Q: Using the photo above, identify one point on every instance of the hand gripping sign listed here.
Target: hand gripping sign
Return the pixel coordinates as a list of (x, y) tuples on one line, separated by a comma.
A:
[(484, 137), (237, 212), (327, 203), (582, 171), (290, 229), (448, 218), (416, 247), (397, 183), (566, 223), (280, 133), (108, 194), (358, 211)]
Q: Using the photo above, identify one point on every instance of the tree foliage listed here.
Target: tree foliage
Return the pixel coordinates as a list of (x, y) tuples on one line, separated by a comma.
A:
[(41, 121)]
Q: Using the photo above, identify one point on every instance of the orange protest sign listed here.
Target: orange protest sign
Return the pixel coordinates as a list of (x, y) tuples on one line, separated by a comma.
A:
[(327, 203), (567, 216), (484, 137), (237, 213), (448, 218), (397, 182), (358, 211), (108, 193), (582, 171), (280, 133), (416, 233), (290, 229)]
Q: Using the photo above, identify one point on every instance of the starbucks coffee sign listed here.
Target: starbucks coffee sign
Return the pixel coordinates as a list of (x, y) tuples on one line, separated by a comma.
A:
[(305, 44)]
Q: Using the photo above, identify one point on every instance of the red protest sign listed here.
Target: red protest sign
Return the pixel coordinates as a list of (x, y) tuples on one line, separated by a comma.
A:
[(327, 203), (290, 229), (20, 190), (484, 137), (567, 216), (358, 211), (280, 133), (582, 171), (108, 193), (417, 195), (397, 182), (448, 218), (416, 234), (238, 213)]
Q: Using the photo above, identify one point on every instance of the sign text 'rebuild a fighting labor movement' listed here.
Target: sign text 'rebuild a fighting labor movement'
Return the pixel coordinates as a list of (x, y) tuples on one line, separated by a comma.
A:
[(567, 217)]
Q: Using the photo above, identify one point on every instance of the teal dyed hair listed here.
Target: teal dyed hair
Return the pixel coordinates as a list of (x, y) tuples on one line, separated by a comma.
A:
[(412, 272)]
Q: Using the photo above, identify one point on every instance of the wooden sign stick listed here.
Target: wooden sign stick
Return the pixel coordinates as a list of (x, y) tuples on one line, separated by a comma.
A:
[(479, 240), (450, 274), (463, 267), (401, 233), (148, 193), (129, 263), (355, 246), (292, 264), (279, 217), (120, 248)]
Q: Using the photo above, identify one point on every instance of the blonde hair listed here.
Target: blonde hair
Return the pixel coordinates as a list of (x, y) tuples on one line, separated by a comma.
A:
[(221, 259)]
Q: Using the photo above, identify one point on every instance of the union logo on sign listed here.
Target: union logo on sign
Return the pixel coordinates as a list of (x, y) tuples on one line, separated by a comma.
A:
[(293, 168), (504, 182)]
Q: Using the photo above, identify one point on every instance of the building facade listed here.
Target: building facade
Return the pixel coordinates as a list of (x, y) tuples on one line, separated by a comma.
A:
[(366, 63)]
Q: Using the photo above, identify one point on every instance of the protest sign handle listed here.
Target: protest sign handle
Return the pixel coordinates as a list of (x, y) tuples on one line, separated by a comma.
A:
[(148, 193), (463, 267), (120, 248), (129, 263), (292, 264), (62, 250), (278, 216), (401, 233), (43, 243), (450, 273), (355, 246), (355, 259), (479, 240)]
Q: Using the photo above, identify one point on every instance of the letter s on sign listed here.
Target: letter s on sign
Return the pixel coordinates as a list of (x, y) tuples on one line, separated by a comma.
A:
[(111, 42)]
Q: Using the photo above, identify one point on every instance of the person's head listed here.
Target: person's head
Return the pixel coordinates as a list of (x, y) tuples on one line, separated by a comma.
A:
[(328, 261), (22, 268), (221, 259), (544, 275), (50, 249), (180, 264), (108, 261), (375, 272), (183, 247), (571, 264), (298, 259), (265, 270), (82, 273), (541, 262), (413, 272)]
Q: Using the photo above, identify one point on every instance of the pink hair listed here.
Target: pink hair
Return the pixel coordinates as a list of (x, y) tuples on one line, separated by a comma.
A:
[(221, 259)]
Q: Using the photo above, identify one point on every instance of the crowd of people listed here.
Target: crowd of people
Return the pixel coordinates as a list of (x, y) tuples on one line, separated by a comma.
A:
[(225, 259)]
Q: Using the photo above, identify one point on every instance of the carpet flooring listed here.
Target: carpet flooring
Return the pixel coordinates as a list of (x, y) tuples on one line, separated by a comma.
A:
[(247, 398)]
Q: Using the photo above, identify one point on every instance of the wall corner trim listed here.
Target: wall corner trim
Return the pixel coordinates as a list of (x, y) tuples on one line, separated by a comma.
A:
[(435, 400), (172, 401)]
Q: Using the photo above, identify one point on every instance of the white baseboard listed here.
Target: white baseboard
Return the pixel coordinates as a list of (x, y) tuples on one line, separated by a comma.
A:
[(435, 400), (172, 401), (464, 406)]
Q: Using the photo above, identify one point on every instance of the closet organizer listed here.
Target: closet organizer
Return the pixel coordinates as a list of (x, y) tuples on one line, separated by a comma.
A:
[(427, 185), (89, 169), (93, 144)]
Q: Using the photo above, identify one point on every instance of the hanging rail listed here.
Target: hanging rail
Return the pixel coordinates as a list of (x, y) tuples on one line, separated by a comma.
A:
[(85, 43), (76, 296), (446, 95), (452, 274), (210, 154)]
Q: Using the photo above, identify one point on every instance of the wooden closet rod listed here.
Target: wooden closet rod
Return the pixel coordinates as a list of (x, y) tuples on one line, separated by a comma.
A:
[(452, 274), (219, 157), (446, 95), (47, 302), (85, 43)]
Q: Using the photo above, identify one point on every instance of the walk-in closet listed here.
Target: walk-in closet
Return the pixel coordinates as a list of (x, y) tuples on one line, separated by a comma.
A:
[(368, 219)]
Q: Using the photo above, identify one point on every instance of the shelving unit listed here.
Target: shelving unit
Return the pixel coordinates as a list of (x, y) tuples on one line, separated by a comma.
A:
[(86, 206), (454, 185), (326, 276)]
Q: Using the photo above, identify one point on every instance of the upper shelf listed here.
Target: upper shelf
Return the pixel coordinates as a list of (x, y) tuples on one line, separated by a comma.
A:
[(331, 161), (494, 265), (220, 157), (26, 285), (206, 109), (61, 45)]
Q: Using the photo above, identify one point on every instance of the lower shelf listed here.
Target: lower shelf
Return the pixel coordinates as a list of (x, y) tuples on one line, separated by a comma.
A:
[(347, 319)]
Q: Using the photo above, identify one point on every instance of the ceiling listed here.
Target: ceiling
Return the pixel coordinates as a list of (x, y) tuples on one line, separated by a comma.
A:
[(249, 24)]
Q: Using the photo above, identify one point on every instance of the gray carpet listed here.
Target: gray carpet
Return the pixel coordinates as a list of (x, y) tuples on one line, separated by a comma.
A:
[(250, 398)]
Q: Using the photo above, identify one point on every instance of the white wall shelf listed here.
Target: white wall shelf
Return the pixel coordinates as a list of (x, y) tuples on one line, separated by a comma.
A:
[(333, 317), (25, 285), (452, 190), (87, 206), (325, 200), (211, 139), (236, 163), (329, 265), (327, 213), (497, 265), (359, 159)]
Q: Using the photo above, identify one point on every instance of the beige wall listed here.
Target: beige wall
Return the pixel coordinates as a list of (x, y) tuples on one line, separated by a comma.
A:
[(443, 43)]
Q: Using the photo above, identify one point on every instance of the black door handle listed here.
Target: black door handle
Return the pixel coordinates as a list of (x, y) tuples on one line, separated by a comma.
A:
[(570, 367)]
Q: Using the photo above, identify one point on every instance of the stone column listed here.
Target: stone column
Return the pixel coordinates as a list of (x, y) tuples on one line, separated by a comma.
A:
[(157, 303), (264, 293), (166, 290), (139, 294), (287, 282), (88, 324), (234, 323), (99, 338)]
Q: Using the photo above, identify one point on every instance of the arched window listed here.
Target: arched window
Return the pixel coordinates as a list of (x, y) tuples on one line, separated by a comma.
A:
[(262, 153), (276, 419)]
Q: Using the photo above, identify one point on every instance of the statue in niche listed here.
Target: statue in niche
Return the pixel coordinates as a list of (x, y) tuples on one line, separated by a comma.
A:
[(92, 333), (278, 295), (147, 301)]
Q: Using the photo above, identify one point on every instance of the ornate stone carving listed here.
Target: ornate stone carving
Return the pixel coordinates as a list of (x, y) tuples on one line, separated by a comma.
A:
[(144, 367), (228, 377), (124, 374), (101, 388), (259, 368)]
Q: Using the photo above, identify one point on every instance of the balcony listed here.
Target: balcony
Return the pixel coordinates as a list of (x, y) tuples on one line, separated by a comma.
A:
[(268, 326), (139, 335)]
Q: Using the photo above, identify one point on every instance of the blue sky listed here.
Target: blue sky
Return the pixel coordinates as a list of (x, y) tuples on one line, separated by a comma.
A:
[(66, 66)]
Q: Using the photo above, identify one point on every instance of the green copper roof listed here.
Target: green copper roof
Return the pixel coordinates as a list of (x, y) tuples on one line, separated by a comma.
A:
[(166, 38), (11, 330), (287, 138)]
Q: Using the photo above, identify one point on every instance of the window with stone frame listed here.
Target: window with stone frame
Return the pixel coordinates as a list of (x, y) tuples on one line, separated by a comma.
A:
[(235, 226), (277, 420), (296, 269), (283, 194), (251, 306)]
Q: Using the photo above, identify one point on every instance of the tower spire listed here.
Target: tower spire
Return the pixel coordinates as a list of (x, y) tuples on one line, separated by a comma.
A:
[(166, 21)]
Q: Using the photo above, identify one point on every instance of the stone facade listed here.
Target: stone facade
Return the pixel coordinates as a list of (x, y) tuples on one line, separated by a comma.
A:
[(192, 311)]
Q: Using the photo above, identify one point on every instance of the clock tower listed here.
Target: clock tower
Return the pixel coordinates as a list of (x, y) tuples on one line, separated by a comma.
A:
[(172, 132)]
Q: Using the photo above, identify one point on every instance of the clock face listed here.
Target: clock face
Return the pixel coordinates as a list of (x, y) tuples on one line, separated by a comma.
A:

■ ■ ■ ■ ■ ■ ■

Lines in the material above that include the string "dyed" should be listed.

Q: Using the photo above, identify one point on every instance of the teal dyed hair listed here.
Target: teal dyed hair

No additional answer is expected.